Saved entries

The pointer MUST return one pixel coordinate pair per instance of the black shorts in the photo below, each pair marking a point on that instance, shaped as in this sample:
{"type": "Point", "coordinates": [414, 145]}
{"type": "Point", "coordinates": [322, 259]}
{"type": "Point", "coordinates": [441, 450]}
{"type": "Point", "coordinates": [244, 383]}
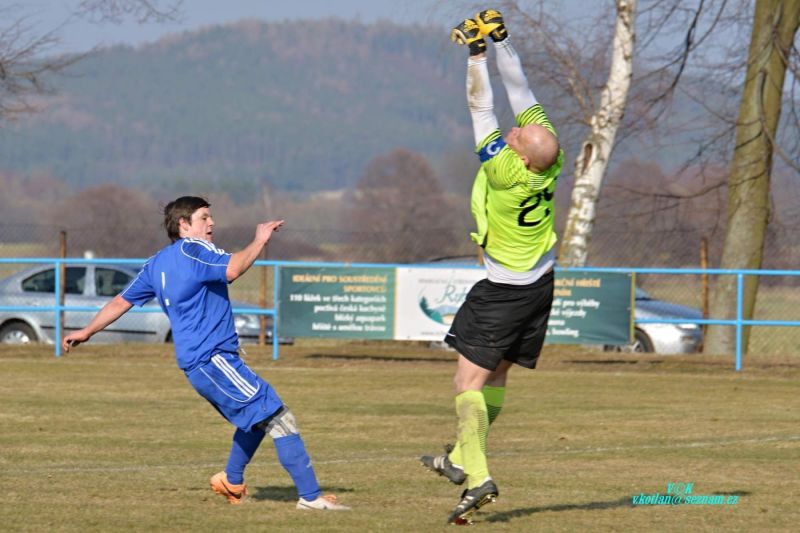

Exercise description -> Return the entries verbatim, pictures excluded.

Output for this exercise ->
The pointer MUST return one pixel coordinate pair per instance of the black shorts in the photo below, each pair marking a point on that instance, shaped as in this sample:
{"type": "Point", "coordinates": [414, 145]}
{"type": "Point", "coordinates": [322, 259]}
{"type": "Point", "coordinates": [441, 450]}
{"type": "Point", "coordinates": [244, 383]}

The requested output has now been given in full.